-- Given information follows --
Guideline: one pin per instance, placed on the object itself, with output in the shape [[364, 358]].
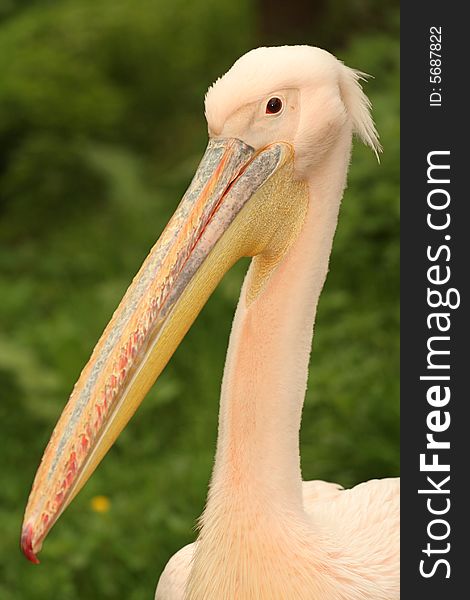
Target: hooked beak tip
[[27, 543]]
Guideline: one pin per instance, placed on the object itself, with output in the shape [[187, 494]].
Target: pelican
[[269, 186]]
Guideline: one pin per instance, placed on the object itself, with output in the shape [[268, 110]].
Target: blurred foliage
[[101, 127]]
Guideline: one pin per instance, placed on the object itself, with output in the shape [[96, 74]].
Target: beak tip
-- Given information concluded --
-- Given information follows --
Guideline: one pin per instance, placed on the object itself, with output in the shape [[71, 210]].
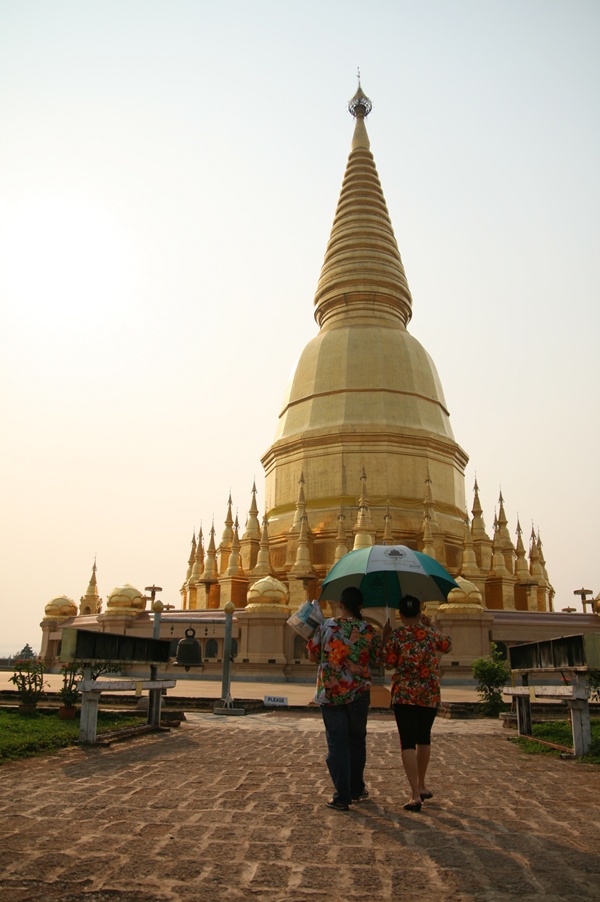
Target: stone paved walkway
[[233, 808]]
-- Given information concluded --
## The problem
Return every line from the entries above that contains the word "itself".

## Answer box
Guideline: one pin per instance, placed on the object itself, with output in the shape [[364, 358]].
Guideline: one pin per instance, placed on the object itself, with output in the shape [[187, 494]].
Guideline: one pin per instance, placed on the object itself, with output in the shape [[268, 110]].
Guideline: one pin per instance, placed on the object itself, with output in the shape [[96, 74]].
Guideline: one pin per instance, placed on the object itself, with output in the shape [[71, 210]].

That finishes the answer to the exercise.